-- Document text start --
Tuesday, September 30, 2008
Ritholtz on the SEC
Barry Ritholtz (BR) skewers the SEC at rgemonitor.com on 18 September 2008, "Is Financial Innovation just another word for excessive and reckless leverage? Apparently so. ... [T]he events of the past year are not a mere accident, but are the results of a conscious and willful SEC decision to allow [investment banks] to legally violate existing net capital rules that, in the past 30 years, had limited broker dealers debt-to-net capital ratio to 12-to-1. ... Who were the five that received this special exemption? You won't be surprised to learn that they were Goldman, Merrill, Lehman, Bear Stearns and Morgan Stanley. ... So while the SEC runs around reinstating short selling rules, and clueless pension fund managers mindlessly point to the wrong issue, we learn that it was the SEC who was in large part responsible for the reckless leverage that led to the current crisis. You couldn't make this stuff up if you tried. ... As the SEC itself has noted, this alternative program requires significant judgment, as contrasted with the numerical tests and capital charges (the haircuts) imposed on broker-dealers under the basic net capital rule. The alternative approach requires substantial SEC resources for complex oversight, which apparently are not always available", my emphasis.
-- Document text end --
**Problems to work on**
a - List the five investment banks that the post above about Ritholtz and the SEC says received the special exemption.
b - Extend the blog post above on Ritholtz and the SEC with a further paragraph that picks up after its final sentence.
-- Data lines start --
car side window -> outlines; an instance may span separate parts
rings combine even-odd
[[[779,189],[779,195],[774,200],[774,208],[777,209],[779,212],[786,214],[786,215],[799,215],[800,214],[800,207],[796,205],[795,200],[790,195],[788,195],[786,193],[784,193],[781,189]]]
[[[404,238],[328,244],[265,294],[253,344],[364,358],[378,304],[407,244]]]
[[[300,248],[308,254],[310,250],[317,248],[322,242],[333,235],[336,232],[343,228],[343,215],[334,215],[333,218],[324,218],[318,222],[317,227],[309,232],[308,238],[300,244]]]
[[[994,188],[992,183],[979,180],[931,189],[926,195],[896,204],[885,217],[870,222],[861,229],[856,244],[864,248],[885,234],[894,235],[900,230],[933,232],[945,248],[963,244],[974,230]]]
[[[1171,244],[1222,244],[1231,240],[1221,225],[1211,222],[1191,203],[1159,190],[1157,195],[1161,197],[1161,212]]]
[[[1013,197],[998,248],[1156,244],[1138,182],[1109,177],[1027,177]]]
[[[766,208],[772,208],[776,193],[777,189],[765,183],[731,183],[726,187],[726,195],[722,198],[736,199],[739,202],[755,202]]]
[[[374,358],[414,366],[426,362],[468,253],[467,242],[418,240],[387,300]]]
-- Data lines end --
-- Data lines start --
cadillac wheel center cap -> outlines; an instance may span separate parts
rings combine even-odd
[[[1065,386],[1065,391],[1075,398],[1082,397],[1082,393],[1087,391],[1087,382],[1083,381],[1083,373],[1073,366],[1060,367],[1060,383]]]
-- Data lines end --
-- Data lines start --
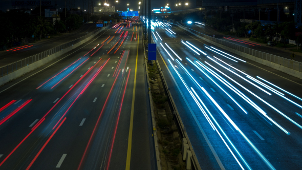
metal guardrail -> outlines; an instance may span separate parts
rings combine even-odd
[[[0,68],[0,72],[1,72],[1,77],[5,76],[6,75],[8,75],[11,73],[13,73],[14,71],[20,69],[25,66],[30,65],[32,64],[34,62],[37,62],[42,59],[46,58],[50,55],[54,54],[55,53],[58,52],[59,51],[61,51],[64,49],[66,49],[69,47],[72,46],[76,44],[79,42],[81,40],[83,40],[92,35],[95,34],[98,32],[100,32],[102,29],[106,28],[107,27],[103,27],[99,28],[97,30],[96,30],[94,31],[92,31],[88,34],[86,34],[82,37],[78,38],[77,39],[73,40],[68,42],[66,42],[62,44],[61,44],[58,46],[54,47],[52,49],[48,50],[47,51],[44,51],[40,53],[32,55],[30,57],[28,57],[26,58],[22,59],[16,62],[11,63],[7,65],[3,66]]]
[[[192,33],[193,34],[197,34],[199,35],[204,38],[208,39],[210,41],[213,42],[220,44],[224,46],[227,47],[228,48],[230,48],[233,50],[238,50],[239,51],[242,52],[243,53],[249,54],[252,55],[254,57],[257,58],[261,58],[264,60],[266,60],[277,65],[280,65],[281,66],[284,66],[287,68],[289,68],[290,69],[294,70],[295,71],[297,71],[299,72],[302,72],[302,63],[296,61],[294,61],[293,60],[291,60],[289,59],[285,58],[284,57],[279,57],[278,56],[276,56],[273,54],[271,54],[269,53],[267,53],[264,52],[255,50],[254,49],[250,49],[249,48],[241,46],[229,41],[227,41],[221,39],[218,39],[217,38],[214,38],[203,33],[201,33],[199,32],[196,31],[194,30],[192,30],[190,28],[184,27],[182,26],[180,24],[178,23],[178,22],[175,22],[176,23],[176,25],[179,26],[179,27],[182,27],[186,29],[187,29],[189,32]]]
-- Data lines end --
**Answers to the exercises**
a - Goldman, Merrill, Lehman, Bear Stearns and Morgan Stanley.

b -
Right on BR. Imagine, Chris Cox's (CC) SEC wants to replace GAAP, with its hard and fast numerical tests with the "more judgmental" IFRS. Why? The SEC favors more bad accounting among other things. Even CC, JD and MBA Harvard, ain't that dumb. CC understands the implications of replacing GAAP with IFRS. BR notes certain "SEC resources ... apparently are not always available". That's interesting. Why not? Because the SEC pursues ridiculous cases like that of the Price Waterhouse Two, my 19 January 2008 post, http://skepticaltexascpa.blogspot.com/2008/01/of-planks-and-specks.html.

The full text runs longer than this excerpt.